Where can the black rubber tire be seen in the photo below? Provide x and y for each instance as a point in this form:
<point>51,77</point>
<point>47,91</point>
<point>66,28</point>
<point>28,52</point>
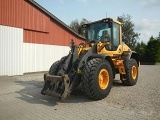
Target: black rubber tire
<point>90,78</point>
<point>130,81</point>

★ ★ ★ ★ ★

• [Work instructions] Copy the listing above word for word, every line of it, leaving out the pictures.

• [Answer for this exercise]
Where can the black rubber tire be seen in the photo below? Provide x and y for each instance as a point in this form:
<point>51,77</point>
<point>47,91</point>
<point>66,28</point>
<point>28,52</point>
Target: black rubber tire
<point>90,78</point>
<point>130,81</point>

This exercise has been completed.